Exercise goal: Write the records below out again exactly as given, with no images.

------------------------------

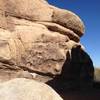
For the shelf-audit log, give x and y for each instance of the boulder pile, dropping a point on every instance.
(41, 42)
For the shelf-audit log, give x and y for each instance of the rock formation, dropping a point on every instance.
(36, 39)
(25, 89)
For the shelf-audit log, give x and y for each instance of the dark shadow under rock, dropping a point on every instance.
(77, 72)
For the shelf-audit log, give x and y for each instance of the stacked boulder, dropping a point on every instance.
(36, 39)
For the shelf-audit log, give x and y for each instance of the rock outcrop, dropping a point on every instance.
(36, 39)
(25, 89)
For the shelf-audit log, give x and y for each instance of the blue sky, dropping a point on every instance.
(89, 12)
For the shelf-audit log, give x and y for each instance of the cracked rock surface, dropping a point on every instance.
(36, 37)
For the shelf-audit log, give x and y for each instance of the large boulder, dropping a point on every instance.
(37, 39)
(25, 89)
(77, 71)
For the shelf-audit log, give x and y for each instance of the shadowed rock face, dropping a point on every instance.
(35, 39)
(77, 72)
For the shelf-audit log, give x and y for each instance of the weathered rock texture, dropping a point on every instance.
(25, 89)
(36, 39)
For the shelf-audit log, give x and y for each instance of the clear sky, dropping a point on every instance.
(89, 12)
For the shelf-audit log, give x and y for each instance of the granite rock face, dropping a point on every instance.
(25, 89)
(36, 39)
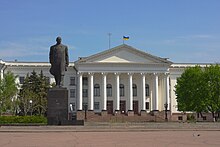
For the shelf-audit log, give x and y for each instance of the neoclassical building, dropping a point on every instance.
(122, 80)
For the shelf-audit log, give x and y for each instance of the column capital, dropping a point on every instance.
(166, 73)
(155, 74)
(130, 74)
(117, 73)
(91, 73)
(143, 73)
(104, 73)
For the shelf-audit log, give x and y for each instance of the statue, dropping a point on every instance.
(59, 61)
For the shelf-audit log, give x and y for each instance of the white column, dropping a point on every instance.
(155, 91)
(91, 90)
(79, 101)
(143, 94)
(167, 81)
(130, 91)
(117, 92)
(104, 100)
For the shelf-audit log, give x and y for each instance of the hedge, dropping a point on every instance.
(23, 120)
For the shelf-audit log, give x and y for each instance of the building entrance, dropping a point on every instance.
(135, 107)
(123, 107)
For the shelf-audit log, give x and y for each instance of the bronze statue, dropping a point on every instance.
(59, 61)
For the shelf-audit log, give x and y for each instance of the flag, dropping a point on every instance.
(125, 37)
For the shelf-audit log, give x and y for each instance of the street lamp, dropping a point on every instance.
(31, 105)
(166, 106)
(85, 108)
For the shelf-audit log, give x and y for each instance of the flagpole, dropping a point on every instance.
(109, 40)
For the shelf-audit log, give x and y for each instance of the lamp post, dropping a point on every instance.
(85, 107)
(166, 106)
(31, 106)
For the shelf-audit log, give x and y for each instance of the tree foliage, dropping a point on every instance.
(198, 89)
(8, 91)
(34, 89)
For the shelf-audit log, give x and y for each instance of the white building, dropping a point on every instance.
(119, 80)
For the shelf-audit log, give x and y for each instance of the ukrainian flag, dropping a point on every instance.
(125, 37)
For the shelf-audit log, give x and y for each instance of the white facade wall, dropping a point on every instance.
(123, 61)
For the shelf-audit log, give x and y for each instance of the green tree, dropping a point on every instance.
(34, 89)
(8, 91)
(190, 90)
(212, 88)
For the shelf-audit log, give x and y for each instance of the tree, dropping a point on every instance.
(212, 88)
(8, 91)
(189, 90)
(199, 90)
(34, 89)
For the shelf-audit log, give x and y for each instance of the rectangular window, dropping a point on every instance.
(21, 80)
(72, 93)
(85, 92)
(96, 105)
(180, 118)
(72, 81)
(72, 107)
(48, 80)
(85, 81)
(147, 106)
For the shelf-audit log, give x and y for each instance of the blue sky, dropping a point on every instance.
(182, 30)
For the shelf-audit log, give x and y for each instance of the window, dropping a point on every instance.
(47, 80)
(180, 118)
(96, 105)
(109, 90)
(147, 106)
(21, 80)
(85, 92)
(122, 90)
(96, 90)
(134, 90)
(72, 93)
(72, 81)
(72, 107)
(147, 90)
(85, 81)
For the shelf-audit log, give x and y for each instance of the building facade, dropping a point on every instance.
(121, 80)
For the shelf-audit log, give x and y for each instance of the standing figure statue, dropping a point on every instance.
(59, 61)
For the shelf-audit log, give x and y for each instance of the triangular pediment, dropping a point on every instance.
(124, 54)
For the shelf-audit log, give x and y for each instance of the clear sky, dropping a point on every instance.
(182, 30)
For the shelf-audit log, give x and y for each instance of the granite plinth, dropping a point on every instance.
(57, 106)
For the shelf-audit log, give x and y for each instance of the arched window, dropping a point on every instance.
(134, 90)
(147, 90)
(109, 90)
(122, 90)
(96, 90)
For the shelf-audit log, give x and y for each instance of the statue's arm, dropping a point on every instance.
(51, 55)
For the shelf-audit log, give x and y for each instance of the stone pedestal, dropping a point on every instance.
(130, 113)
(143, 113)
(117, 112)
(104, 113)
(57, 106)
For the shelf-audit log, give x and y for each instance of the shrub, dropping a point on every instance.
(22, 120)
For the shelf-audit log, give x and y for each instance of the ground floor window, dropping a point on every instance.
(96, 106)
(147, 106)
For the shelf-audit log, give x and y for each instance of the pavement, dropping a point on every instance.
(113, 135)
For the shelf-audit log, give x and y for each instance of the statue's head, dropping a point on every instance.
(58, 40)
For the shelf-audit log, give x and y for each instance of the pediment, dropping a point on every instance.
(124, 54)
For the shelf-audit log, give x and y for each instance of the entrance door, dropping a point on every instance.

------------------------------

Reply to the task:
For the shelf-audit log, give x and y for each instance of the boulder pile, dropping a point on every instance.
(41, 42)
For the shelf-audit log, give x and y for each instance of the rock formation, dropping a point on every instance.
(36, 39)
(25, 89)
For the shelf-audit log, give x and y for each instance of the dark shadow under rock, dropping a point on every instance.
(77, 72)
For the shelf-audit log, give x and y for each instance of the stacked boulder, dropping a point on every instance.
(36, 39)
For the shelf-audit log, give x and y for each instance of the rock outcrop, dropping a point on every instance.
(36, 39)
(25, 89)
For the shelf-audit log, give x and y for each instance of the blue sky, dropping a point on every instance.
(89, 12)
For the shelf-audit log, give x and y for each instance of the cracked rock surface, dropping a point on every instance.
(36, 37)
For the shelf-audit log, give x and y for each instance of the large boulder, dropping a point on every instance.
(37, 39)
(25, 89)
(77, 71)
For the shelf-audit log, give x and y for each instance of the shadowed rock face, dropping a point on every instance.
(35, 39)
(77, 72)
For the shelf-audit log, give x and y for each instance of the weathered rock texture, dropping a point on every instance.
(25, 89)
(36, 39)
For the shelf-audit log, give x and y for each instance of the clear sky, dropping a point on every instance.
(89, 12)
For the shelf-audit log, give x and y for each instance of the granite rock face, dropping a point on every instance.
(25, 89)
(36, 39)
For the shelf-audit log, give x and y for each instance of the neoclassical building, dropping a point on every instance.
(122, 80)
For the shelf-audit log, give x and y for each instance of the column capital, dropping a point on every instance.
(166, 73)
(155, 74)
(130, 74)
(117, 73)
(91, 73)
(143, 73)
(104, 73)
For the shelf-audit log, give x and y for each instance of the statue, dropping a point on every instance.
(59, 61)
For the shelf-audit log, give x and y for each instance of the white column, dropping a point on every instance.
(155, 91)
(91, 90)
(79, 101)
(143, 94)
(167, 81)
(130, 91)
(117, 92)
(104, 100)
For the shelf-audit log, give x and y for each instance of the hedge, dropping a point on every instance.
(23, 120)
For the shelf-audit log, give x and y for each instance of the building entrance, dropping a point on every instance.
(135, 107)
(123, 107)
For the shelf-audit log, give x and y for each instance of the bronze statue, dropping a point on every instance.
(59, 61)
For the shelf-audit log, give x and y for each instance of the flag, dropping a point on every instance.
(125, 37)
For the shelf-audit log, give x and y for each instance of the street lamp, dropping a point on every instance.
(31, 105)
(166, 106)
(85, 108)
For the shelf-audit log, give x and y for each instance of the flagpole, dropping a point on every instance.
(109, 40)
For the shelf-audit log, give x and y for each instance of the lamp post, dropping a point on every instance.
(85, 107)
(166, 106)
(31, 106)
For the shelf-audit log, give x and y for each instance of the tree foliage, dropping a point on every instance.
(198, 89)
(8, 91)
(34, 89)
For the shelf-audit log, give x and y for each instance of the white building, dropping a point on every instance.
(119, 80)
For the shelf-audit log, give x and y for each instance of the ukrainian flag, dropping a point on every instance.
(125, 37)
For the shelf-audit log, give x and y for each instance of the white facade wall, dropping a point on every instance.
(123, 61)
For the shelf-audit log, give x and y for each instance of the green tree, dropping a point on every instance.
(34, 89)
(8, 91)
(190, 90)
(212, 88)
For the shelf-audit log, give x and y for each instance of the tree, dropping a point on every instance.
(212, 88)
(8, 91)
(189, 90)
(199, 90)
(34, 89)
For the shelf-audit log, give x and y for each instance of the rectangular window, dropping a point on every instance.
(21, 80)
(72, 93)
(85, 92)
(96, 105)
(180, 118)
(72, 81)
(72, 107)
(48, 80)
(85, 81)
(147, 106)
For the shelf-audit log, give x and y for each instance of the blue sky, dropping a point on every instance.
(182, 30)
For the shelf-audit log, give x and y for each instance of the window, dropping a point on every instance.
(47, 80)
(180, 118)
(96, 105)
(109, 90)
(147, 106)
(21, 80)
(85, 92)
(122, 90)
(96, 90)
(134, 90)
(72, 93)
(72, 81)
(72, 107)
(147, 90)
(85, 81)
For the shelf-audit log, give x and y for each instance of the building facade, dropping a point on every instance.
(121, 80)
For the shelf-audit log, give x and y for each instance of the standing figure statue, dropping a point on every instance.
(59, 61)
For the shelf-audit log, give x and y for each instance of the triangular pediment, dropping a point on every instance.
(124, 54)
For the shelf-audit log, give x and y for each instance of the clear sky, dropping a point on every instance.
(182, 30)
For the shelf-audit log, give x and y for each instance of the granite plinth, dropping a point on every instance.
(57, 106)
For the shelf-audit log, give x and y for each instance of the arched window, dropping a point on every instance.
(134, 90)
(147, 90)
(109, 90)
(122, 90)
(96, 90)
For the shelf-audit log, give x and y for each instance of the statue's arm, dropping a point on every instance.
(51, 55)
For the shelf-audit log, give x and y for each instance of the stone pedestal, dropping a point on every instance.
(130, 113)
(143, 113)
(117, 112)
(104, 113)
(57, 106)
For the shelf-audit log, give x and y for each instance of the shrub, dropping a point on every instance.
(22, 120)
For the shelf-audit log, give x and y for each instance of the ground floor window, dropping a point on every instance.
(96, 106)
(147, 106)
For the shelf-audit log, give x and y for each instance of the pavement, dropping a point on every instance.
(113, 135)
For the shelf-audit log, give x and y for each instance of the statue's head, dropping a point on every instance.
(58, 40)
For the shelf-audit log, give x and y for each instance of the pediment, dropping a point on every instance.
(124, 54)
For the shelf-audit log, give x and y for each instance of the entrance door, dropping a point on every instance.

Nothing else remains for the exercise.